Entries from a point annotation set:
################
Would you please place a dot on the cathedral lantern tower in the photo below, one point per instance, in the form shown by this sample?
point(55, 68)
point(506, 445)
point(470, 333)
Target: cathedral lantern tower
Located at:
################
## Exercise
Write out every entry above line for line, with no changes.

## Output for this task
Would you please place a dot on the cathedral lantern tower in the photo below, one point per instance, in the form shown by this sample?
point(55, 68)
point(506, 445)
point(470, 333)
Target: cathedral lantern tower
Located at:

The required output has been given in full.